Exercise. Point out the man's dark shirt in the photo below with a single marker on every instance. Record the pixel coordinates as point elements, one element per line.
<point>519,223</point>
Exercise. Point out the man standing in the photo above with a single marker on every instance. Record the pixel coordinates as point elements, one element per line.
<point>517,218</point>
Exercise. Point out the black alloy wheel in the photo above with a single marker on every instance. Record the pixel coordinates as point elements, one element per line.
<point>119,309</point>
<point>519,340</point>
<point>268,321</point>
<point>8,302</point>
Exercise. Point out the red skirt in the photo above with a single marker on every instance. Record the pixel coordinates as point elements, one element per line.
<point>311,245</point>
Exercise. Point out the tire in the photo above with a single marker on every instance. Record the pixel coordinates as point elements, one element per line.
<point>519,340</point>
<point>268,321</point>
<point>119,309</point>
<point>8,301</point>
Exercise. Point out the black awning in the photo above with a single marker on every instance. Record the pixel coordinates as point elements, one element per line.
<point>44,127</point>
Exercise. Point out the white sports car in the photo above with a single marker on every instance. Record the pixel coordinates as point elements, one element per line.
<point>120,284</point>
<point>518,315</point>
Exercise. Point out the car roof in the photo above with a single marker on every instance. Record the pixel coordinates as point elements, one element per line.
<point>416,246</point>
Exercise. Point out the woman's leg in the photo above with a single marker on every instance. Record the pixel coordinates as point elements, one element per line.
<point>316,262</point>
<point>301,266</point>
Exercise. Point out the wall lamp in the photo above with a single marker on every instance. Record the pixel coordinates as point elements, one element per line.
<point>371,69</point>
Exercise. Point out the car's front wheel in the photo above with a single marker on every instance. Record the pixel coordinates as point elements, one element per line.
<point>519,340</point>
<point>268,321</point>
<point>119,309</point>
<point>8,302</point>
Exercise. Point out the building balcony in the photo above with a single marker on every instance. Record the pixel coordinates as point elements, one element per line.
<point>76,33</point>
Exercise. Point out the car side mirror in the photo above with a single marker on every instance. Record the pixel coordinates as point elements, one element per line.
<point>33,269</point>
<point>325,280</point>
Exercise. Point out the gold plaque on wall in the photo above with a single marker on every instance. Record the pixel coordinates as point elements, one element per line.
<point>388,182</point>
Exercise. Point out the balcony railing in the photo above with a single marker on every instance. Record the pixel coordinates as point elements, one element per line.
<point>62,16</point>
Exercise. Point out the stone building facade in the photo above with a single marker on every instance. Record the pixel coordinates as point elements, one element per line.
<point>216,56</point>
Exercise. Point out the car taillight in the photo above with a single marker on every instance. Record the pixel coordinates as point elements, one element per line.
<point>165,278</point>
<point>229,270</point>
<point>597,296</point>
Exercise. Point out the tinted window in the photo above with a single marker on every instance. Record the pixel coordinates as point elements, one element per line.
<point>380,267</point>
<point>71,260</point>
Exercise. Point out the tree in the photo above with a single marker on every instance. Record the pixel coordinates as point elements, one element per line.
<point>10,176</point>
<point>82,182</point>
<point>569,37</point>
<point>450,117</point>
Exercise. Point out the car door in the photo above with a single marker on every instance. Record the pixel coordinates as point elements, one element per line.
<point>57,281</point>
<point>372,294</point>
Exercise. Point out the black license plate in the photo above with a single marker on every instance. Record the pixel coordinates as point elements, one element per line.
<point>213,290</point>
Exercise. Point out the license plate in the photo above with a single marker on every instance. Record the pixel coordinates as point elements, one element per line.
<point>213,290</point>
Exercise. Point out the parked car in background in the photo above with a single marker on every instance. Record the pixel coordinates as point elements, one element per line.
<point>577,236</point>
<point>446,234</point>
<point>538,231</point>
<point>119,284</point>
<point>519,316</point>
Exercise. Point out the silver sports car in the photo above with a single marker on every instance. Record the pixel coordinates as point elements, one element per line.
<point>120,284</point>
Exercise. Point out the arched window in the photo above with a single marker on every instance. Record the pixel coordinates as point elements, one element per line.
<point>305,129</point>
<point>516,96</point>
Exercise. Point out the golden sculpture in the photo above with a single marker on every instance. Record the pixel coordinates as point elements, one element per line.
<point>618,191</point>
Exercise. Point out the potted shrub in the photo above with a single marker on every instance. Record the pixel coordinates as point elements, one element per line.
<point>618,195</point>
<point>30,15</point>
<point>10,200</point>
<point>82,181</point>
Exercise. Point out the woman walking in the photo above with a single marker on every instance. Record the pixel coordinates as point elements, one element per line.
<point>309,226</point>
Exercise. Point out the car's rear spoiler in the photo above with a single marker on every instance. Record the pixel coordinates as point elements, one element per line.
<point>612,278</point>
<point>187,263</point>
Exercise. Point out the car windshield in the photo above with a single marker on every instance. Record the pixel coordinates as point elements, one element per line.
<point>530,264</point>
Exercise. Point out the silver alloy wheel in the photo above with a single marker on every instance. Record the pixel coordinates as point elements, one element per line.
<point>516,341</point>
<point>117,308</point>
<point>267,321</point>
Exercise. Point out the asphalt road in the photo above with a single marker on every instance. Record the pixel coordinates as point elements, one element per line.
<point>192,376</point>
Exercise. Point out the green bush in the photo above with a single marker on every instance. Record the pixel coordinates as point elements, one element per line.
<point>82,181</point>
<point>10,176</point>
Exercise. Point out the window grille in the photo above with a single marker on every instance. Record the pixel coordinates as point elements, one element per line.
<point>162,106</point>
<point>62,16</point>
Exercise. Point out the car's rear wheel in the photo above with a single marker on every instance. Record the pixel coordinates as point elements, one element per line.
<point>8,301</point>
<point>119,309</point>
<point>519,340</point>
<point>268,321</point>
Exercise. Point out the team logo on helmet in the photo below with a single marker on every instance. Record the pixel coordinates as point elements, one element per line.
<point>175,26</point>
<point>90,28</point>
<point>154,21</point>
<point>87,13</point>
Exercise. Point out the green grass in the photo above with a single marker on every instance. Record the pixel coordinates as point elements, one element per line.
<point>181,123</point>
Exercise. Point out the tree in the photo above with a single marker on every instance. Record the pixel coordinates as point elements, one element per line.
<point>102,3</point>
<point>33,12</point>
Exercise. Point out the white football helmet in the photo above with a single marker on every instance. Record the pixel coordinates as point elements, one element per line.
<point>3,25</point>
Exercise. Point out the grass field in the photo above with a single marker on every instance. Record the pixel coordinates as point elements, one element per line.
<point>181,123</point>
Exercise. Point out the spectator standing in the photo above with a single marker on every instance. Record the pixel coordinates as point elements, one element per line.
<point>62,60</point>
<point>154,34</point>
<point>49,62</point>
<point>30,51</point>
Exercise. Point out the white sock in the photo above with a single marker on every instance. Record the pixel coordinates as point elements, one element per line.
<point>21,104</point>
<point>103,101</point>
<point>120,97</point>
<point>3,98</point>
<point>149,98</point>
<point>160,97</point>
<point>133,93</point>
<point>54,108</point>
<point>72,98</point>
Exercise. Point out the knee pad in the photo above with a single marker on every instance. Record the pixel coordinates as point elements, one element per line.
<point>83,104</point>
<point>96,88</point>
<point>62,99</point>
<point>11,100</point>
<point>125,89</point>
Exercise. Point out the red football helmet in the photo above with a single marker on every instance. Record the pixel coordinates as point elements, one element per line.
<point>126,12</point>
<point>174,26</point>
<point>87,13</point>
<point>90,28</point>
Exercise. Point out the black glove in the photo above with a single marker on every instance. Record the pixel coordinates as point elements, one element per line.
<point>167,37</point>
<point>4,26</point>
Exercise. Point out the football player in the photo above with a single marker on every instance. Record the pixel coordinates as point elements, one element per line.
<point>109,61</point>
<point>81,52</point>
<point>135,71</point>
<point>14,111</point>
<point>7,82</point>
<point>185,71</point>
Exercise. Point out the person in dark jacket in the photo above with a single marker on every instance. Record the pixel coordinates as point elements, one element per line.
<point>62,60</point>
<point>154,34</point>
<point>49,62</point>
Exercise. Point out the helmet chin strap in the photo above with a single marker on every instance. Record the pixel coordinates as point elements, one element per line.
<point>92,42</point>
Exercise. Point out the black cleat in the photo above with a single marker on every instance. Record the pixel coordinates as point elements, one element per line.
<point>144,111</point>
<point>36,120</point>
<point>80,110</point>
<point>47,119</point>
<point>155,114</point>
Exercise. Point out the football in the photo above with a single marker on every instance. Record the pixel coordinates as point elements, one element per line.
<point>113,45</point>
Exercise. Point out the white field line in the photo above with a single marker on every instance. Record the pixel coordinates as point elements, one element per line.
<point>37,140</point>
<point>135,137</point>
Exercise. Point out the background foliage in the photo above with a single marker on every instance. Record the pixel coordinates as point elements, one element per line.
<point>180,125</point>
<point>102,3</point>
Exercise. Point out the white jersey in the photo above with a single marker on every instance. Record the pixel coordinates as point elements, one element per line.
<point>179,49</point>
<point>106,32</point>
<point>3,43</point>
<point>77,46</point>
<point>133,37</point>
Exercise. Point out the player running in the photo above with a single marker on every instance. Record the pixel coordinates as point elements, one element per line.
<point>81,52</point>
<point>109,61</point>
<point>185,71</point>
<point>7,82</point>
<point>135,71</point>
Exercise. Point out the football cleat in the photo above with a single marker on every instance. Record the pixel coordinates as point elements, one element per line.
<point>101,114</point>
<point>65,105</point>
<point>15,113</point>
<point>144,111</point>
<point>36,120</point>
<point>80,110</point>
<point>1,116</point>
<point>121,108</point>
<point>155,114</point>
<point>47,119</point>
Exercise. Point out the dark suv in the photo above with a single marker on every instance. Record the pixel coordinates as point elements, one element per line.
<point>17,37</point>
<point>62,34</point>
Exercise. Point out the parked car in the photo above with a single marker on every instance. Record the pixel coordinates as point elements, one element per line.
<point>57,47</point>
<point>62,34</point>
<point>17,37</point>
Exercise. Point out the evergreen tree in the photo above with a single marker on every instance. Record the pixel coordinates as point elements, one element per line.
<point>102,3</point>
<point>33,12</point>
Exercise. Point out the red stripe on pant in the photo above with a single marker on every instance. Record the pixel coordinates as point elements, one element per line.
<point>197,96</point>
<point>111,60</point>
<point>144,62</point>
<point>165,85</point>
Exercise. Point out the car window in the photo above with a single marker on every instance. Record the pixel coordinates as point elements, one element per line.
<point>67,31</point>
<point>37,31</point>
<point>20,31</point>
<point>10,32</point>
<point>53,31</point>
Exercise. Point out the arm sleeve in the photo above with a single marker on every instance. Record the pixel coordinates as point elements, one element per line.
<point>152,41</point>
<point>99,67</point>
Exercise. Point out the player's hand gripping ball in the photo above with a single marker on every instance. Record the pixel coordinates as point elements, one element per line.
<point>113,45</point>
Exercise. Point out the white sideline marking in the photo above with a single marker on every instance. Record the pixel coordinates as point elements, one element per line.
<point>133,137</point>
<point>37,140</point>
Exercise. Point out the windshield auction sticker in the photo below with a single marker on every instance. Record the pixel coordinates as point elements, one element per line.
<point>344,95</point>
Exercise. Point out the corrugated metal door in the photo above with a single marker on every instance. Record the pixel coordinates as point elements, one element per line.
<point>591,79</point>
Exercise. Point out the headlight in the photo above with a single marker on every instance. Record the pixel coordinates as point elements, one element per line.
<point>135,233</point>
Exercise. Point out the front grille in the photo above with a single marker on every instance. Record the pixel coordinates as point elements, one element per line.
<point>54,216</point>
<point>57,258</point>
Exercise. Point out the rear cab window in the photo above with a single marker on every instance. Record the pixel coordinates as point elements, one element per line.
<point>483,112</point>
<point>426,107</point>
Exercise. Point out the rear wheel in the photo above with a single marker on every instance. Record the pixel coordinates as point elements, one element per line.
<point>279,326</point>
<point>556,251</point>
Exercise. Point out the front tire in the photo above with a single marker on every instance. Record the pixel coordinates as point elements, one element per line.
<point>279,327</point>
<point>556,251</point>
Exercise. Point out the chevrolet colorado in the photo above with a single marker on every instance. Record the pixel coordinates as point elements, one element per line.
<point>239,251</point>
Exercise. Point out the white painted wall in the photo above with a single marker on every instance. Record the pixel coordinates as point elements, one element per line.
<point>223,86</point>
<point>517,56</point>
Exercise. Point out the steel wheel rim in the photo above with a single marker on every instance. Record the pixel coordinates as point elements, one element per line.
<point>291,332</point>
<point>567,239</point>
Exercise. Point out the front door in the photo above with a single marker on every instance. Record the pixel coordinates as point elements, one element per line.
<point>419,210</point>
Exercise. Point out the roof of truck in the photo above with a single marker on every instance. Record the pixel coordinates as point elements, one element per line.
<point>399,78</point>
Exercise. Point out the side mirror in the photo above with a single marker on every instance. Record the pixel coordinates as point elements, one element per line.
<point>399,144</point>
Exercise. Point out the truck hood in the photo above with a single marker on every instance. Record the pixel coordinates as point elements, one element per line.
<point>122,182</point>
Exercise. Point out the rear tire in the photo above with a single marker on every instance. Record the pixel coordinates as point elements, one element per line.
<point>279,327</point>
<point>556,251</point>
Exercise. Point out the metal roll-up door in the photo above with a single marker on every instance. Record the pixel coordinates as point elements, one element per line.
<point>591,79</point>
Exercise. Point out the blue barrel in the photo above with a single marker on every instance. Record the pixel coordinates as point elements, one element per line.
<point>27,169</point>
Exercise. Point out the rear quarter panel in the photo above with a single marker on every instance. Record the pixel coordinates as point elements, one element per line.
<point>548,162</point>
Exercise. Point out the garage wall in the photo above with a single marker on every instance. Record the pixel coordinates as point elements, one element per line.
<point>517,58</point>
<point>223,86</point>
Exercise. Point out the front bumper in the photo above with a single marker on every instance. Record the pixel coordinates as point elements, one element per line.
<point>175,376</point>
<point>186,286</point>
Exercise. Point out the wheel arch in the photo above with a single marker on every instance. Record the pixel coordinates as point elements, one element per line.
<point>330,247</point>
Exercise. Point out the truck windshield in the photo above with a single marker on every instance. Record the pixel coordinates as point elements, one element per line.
--
*The request*. Return the material above without any changes, from its first line through the line containing "<point>416,246</point>", both included.

*Reply to the exercise*.
Exercise. Point out the man's dark shirt in the photo below with a single marker on every instance. Record the pixel coordinates as point elements, one element per line.
<point>519,223</point>
Exercise. Point out the man standing in the photo above with a single marker on every instance. Record the pixel coordinates as point elements, one element per line.
<point>517,218</point>
Exercise. Point out the black alloy wheel in the photo above with a single marker on every instance. Record the pixel coordinates as point elements, one element per line.
<point>119,309</point>
<point>519,340</point>
<point>268,321</point>
<point>8,302</point>
Exercise. Point out the red skirt in the photo above with a single marker on every instance. Record the pixel coordinates as point elements, one element per line.
<point>311,245</point>
Exercise. Point out the tire in the photo above with a single marker on every instance. Record the pixel coordinates as point elements, one element per line.
<point>519,340</point>
<point>268,321</point>
<point>119,309</point>
<point>8,301</point>
Exercise. Point out the black awning in the photo above with a single marker on every instance. Record the pixel coordinates as point elements, one element per line.
<point>44,127</point>
Exercise. Point out the white sports car in the photo above with a single marker on every instance. Record the pixel coordinates as point elements, one element per line.
<point>120,284</point>
<point>518,315</point>
Exercise. Point out the car roof in the photo above with a single marker on every instance. Record the pixel coordinates as point elements, one element per line.
<point>416,246</point>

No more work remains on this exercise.